PROBLEM TO SOLVE: Turn every line of the records below into a JSON list of strings, with one string per line and no blank lines.

######

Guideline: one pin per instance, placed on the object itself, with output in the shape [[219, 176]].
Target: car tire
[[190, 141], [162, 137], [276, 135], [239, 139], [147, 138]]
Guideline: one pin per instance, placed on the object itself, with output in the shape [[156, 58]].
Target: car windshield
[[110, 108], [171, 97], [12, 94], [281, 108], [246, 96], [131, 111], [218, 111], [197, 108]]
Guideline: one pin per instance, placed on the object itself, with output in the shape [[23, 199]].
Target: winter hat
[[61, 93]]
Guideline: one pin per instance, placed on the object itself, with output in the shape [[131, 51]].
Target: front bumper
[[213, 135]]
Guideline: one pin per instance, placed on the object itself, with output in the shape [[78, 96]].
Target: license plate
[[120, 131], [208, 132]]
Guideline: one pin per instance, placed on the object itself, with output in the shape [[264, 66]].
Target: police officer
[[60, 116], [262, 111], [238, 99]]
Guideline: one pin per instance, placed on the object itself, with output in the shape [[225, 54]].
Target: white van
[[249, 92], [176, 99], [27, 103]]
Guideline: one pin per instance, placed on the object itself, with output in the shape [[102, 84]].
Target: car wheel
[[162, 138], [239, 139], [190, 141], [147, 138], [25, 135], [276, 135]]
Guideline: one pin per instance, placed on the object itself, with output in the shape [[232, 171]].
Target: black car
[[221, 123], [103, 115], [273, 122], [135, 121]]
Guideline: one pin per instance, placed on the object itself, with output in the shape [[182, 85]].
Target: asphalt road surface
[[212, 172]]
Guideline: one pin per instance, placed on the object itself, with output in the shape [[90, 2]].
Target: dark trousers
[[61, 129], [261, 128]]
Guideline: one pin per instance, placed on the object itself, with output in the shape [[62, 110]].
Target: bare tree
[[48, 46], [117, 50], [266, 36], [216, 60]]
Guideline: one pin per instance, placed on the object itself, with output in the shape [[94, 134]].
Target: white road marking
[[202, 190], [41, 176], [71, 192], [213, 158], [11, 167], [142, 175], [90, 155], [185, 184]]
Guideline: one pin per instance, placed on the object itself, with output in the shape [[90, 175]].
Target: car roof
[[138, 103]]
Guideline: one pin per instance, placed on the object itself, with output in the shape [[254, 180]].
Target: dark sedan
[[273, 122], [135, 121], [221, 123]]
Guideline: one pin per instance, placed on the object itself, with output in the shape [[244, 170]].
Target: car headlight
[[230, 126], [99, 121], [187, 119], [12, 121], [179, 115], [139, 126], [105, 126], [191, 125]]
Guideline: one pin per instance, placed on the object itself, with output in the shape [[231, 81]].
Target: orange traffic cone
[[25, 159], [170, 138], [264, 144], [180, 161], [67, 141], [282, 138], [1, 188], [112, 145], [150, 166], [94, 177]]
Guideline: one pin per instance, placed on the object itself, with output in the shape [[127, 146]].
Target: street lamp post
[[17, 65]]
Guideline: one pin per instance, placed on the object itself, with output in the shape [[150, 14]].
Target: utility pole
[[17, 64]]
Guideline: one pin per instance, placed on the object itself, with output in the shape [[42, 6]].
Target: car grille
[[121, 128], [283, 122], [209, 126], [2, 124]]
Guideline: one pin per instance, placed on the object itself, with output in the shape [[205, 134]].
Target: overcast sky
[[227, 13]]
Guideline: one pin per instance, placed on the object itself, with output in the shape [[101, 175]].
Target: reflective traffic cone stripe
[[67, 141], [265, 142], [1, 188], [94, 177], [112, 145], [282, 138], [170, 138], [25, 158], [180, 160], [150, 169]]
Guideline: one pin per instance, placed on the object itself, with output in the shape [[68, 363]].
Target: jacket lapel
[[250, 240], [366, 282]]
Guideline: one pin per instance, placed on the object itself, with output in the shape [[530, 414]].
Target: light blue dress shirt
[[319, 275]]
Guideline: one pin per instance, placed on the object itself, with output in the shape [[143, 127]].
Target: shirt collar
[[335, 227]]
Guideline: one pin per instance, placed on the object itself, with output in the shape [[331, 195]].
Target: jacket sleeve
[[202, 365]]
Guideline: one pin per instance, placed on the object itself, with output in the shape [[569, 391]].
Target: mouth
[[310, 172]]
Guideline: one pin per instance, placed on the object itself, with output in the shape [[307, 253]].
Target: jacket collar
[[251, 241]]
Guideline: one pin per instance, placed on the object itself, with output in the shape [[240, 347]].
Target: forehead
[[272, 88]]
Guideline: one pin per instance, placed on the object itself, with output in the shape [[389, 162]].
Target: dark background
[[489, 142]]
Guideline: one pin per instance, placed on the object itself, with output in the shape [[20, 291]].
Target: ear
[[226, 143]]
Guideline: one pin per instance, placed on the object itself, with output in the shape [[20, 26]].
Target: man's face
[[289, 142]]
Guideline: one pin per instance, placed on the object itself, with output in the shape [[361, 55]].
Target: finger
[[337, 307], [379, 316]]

######

EXERCISE RESULT:
[
  "Guideline: one pin per instance, placed on the object itself, with output in the shape [[219, 176]].",
  "Target: car tire",
  "[[190, 141], [162, 137], [276, 135], [239, 139], [147, 138]]",
  "Guideline: one pin per instance, placed on the object itself, with output in the shape [[156, 58]].",
  "Target: car windshield",
  "[[110, 108], [171, 97], [12, 94], [281, 108], [246, 96], [131, 111], [218, 111], [197, 108]]",
  "Guideline: one pin per instance, placed on the object itself, with output in the shape [[23, 199]].",
  "Target: winter hat",
  "[[61, 93]]",
  "Guideline: one pin per instance, placed on the object itself, with output in the shape [[131, 51]].",
  "Target: front bumper",
  "[[213, 135]]",
  "Guideline: one pin per instance, placed on the object itself, with output in the shape [[78, 96]].",
  "Target: license plate",
  "[[120, 131], [208, 132]]",
  "Guideline: one pin per instance, placed on the object itself, with output in the shape [[264, 66]].",
  "Target: police officer",
  "[[60, 116], [262, 111], [238, 99]]",
  "Guideline: one pin per instance, placed on the object itself, with output in the shape [[225, 54]].",
  "Target: white van",
  "[[249, 92], [176, 99], [27, 103]]",
  "Guideline: one pin per instance, placed on the object itself, with output in the shape [[102, 84]].",
  "Target: car wheel",
  "[[162, 138], [239, 139], [190, 141], [147, 138], [25, 135], [276, 135]]",
  "Guideline: one pin per instance, placed on the object itself, with output in the shape [[232, 171]].",
  "Target: black car",
  "[[221, 123], [103, 115], [273, 122], [135, 121]]",
  "Guideline: one pin per instance, placed on the object itself, with output in the shape [[182, 85]].",
  "Target: asphalt road surface",
  "[[212, 172]]",
  "Guideline: one pin per instance, placed on the object itself, with output in the shape [[90, 2]].",
  "Target: dark trousers",
  "[[61, 129], [261, 128]]",
  "Guideline: one pin per instance, placed on the object itself, with output in the shape [[62, 110]].",
  "Target: bare tree",
  "[[48, 46], [117, 50], [266, 36], [216, 60]]",
  "Guideline: one pin per instance, placed on the object itself, with output in the shape [[94, 134]].",
  "Target: white road marking",
  "[[202, 190], [41, 176], [71, 192], [213, 158], [11, 167], [142, 175], [90, 155], [185, 184]]",
  "Guideline: one pin per instance, placed on the object itself, with output in the shape [[90, 175]].",
  "Target: car roof",
  "[[138, 103]]",
  "Guideline: one pin per instance, placed on the object itself, with output in the shape [[254, 180]].",
  "Target: dark sedan",
  "[[273, 122], [135, 121], [221, 123]]",
  "Guideline: one pin per instance, placed on the object itself, with output in the shape [[244, 170]].",
  "Target: car headlight",
  "[[230, 126], [99, 121], [187, 119], [12, 121], [179, 115], [139, 126], [105, 126], [191, 125]]",
  "Guideline: one pin per instance, placed on the object itself, with output in the shape [[231, 81]].",
  "Target: orange traffic cone",
  "[[25, 159], [170, 138], [264, 144], [180, 161], [67, 141], [282, 138], [1, 188], [112, 145], [150, 166], [94, 177]]",
  "Guideline: one pin per instance, placed on the object itself, with output in the shape [[127, 146]].",
  "Target: street lamp post",
  "[[17, 65]]",
  "Guideline: one pin per instance, placed on the object itself, with output in the shape [[150, 14]].",
  "Target: utility pole",
  "[[17, 64]]",
  "Guideline: one pin per instance, placed on the object itself, with output in the shape [[42, 6]].",
  "Target: car grille",
  "[[121, 128], [283, 122], [209, 126], [2, 124]]",
  "Guideline: one pin per instance, placed on the object itself, with output in the shape [[205, 134]].",
  "Target: overcast sky",
  "[[227, 13]]",
  "Guideline: one pin per instance, placed on the object itself, with output in the shape [[101, 175]].",
  "Target: reflective traffic cone stripe",
  "[[67, 141], [265, 142], [1, 188], [94, 177], [112, 145], [282, 138], [170, 138], [25, 158], [180, 160], [150, 169]]",
  "Guideline: one pin per instance, placed on the object itself, with output in the shape [[68, 363]].",
  "Target: jacket lapel",
  "[[250, 240], [366, 282]]",
  "Guideline: one pin per instance, placed on the object itself, with output in the shape [[530, 414]].",
  "Target: light blue dress shirt",
  "[[319, 275]]",
  "Guideline: one pin per instance, placed on the object itself, with output in the shape [[143, 127]].",
  "Target: shirt collar",
  "[[335, 227]]",
  "Guideline: one pin per instance, placed on the object itself, with output in the shape [[331, 195]].",
  "Target: jacket sleeve",
  "[[202, 365]]",
  "Guideline: one pin per instance, placed on the object itself, with output in the shape [[569, 391]].",
  "Target: mouth",
  "[[310, 172]]",
  "Guideline: one pin per instance, placed on the object itself, with output in the shape [[307, 253]].",
  "Target: jacket collar",
  "[[251, 241]]",
  "Guideline: one pin per instance, placed on the object itself, with output in the shape [[240, 347]].",
  "Target: forehead",
  "[[272, 88]]",
  "Guideline: one pin per instance, placed on the object itself, with output in the shape [[389, 162]].",
  "Target: dark background",
  "[[489, 142]]",
  "Guideline: one pin per instance, placed on the object itself, with output in the shape [[20, 291]].",
  "Target: ear",
  "[[226, 143]]",
  "Guideline: one pin per instance, placed on the object itself, with output in the shape [[20, 26]].",
  "Target: man's face",
  "[[289, 142]]",
  "Guideline: one pin per instance, placed on the object itself, with output in the shape [[361, 55]].",
  "Target: finger",
  "[[337, 307], [379, 316]]"
]